◆ What to produce ◆
Each line below that contains the word "beige" must be copied.

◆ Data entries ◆
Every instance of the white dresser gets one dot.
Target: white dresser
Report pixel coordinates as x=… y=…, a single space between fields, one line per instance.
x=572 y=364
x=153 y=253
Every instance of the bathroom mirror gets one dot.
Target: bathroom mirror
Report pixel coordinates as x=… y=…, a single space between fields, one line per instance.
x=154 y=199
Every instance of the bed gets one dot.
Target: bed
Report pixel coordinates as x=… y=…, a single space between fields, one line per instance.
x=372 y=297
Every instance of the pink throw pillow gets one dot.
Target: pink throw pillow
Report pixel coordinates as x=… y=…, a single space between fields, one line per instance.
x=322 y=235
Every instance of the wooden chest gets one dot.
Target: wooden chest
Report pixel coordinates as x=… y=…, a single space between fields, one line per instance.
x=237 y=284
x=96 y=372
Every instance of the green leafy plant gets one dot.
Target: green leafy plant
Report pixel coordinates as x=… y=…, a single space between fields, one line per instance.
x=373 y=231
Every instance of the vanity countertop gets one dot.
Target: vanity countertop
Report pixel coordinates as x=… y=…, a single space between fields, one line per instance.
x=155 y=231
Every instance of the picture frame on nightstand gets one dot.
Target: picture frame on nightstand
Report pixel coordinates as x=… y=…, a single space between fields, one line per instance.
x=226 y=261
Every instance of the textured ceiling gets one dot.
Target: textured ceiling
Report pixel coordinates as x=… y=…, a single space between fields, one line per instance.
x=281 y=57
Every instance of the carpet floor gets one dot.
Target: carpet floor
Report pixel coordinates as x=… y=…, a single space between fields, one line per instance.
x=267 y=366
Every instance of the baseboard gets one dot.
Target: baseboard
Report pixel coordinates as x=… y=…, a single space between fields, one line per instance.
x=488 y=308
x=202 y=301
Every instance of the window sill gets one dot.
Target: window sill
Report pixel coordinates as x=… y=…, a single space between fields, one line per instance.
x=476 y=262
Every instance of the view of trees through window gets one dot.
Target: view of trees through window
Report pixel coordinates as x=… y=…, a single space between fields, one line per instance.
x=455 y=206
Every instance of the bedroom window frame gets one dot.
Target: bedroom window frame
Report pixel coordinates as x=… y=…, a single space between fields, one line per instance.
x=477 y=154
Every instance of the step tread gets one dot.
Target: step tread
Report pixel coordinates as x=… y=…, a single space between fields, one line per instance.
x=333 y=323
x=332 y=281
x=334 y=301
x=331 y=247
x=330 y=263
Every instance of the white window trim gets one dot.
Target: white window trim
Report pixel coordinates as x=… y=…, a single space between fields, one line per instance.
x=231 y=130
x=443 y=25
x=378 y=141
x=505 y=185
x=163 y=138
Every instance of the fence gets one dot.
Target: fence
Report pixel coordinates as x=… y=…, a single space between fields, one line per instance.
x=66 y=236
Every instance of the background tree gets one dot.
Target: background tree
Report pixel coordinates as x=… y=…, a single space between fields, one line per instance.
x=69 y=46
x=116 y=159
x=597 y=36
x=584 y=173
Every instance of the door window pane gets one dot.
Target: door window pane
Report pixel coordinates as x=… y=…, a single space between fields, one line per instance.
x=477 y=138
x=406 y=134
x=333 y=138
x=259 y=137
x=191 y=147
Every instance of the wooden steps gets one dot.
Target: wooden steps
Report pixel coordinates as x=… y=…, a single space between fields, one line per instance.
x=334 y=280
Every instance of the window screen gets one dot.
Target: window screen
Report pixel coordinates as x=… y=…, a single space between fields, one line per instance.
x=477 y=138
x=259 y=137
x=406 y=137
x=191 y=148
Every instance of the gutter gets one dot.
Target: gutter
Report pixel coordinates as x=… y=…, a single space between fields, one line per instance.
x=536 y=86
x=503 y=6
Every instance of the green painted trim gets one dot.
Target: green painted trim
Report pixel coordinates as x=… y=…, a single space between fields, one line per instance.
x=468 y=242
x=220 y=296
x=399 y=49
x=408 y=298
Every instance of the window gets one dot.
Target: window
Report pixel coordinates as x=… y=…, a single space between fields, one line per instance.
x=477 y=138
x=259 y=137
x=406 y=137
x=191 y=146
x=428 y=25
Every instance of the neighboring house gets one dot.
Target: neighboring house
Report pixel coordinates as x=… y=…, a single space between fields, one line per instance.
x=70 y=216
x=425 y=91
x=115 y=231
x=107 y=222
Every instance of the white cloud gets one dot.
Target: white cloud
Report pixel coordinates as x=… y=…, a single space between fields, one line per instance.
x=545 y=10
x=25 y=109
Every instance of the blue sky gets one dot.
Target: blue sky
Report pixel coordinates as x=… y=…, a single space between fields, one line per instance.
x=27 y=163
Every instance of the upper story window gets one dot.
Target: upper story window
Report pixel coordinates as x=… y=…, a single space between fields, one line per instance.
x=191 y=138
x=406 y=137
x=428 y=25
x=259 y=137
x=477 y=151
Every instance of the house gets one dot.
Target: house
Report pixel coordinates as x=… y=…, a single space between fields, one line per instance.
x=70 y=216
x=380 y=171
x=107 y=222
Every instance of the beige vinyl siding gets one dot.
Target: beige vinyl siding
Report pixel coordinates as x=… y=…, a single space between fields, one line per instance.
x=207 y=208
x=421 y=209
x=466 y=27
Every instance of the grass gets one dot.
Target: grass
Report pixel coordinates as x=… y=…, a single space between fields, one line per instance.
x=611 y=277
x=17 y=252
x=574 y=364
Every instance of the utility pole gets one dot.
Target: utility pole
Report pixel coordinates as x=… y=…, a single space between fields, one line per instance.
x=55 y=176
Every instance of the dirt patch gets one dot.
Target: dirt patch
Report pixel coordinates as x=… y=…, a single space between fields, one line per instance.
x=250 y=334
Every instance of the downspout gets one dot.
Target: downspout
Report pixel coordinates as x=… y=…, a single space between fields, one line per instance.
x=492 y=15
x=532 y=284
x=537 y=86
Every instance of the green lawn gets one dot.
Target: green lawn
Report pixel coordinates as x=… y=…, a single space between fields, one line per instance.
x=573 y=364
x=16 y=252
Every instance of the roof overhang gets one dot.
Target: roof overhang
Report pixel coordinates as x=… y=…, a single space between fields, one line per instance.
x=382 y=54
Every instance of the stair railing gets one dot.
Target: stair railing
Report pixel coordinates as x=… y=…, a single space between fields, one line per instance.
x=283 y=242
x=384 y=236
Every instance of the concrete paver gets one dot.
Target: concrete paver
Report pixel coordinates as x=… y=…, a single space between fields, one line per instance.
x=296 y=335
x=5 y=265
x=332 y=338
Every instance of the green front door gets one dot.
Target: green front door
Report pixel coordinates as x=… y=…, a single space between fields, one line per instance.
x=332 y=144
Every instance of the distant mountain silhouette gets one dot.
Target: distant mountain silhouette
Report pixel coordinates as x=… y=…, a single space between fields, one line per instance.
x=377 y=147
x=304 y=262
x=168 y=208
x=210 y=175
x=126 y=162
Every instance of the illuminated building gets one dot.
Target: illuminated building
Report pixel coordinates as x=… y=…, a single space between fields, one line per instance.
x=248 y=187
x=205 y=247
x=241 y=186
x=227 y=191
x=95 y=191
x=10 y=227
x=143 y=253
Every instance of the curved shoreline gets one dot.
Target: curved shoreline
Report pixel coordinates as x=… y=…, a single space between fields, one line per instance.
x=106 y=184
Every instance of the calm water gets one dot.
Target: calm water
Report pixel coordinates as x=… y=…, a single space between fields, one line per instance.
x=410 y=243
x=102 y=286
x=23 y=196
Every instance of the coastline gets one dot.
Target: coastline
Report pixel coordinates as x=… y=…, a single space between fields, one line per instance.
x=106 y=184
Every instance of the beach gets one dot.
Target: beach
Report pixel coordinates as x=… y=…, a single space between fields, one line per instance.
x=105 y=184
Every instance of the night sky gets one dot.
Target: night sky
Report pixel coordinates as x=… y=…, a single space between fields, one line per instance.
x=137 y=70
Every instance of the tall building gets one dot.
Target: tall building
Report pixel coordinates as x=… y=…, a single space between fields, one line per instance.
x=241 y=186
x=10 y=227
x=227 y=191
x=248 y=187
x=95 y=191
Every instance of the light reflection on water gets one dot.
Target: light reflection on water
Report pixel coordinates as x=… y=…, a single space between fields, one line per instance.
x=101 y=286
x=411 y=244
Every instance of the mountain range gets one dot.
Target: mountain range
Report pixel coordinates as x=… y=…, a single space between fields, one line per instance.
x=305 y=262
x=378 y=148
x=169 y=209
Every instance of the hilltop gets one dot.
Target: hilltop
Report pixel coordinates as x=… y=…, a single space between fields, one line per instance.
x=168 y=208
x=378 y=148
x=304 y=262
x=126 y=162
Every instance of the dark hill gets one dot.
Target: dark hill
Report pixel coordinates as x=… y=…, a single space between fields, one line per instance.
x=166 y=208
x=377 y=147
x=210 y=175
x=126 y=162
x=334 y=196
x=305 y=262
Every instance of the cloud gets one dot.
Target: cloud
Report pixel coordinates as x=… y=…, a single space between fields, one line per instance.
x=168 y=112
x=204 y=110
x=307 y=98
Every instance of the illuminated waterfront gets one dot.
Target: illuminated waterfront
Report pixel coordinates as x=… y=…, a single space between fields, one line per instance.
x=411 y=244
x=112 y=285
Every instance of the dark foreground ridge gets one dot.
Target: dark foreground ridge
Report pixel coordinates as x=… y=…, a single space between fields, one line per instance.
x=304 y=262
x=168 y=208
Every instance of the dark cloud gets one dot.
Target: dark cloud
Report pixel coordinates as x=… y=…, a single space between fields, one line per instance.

◆ Task result ◆
Every instance of the beige vinyl siding gets one dot.
Target: beige vinyl siding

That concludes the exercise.